DATA TO USE below:
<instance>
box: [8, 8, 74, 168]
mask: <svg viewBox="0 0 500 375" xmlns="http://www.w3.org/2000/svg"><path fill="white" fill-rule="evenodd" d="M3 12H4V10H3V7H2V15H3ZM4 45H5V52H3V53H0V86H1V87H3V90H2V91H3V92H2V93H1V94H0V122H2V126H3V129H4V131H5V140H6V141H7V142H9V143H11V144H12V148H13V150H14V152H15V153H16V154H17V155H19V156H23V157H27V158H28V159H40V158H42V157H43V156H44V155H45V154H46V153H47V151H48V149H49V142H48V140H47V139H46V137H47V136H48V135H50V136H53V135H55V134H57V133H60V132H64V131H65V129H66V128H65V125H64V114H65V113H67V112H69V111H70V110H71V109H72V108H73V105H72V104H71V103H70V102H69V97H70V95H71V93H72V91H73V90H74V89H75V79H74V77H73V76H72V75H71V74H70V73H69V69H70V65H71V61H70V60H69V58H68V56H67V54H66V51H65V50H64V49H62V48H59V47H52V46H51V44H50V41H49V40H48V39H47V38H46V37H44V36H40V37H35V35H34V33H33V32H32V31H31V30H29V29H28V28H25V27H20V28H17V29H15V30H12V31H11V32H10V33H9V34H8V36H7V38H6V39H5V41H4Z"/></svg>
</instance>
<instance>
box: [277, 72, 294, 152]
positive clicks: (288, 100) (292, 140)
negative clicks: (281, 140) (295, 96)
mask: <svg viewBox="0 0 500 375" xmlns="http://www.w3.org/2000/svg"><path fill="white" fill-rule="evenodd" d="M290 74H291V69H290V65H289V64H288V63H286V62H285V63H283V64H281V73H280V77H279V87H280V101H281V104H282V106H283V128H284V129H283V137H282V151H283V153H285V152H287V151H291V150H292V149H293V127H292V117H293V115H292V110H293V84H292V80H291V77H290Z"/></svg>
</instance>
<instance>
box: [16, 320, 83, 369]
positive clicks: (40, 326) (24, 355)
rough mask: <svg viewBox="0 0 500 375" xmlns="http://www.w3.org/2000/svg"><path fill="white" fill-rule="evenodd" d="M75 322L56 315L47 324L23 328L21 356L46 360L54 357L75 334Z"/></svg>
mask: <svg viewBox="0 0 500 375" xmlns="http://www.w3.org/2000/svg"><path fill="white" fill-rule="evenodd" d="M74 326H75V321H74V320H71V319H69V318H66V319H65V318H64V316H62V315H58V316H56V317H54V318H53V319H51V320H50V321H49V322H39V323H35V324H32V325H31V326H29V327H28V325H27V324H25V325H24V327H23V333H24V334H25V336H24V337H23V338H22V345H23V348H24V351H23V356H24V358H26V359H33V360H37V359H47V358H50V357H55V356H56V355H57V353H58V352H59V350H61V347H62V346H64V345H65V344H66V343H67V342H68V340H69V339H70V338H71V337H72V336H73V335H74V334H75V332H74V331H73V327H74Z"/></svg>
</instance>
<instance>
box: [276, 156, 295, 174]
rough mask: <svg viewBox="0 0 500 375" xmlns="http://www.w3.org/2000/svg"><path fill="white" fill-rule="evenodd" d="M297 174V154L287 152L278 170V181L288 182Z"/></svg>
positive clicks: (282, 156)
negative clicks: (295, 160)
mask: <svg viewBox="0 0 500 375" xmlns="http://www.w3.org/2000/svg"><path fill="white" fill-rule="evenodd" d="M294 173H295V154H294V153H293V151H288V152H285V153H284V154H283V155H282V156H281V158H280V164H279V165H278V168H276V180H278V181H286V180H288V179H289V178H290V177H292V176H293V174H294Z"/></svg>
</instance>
End of DATA TO USE.
DATA TO USE below:
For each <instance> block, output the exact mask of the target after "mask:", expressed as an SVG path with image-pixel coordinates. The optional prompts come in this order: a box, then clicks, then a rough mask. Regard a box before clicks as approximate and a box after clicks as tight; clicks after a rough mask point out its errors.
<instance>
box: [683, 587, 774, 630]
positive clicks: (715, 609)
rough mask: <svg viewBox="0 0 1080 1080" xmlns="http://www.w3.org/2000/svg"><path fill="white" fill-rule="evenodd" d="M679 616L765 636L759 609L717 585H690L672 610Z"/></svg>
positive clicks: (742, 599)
End of DATA TO USE.
**EXERCISE:**
Among the lines above, return each one holding the string "positive".

**FINISHED EXERCISE:**
positive clicks: (288, 100) (292, 140)
positive clicks: (40, 326) (24, 355)
positive clicks: (282, 156)
positive clicks: (715, 609)
positive clicks: (742, 599)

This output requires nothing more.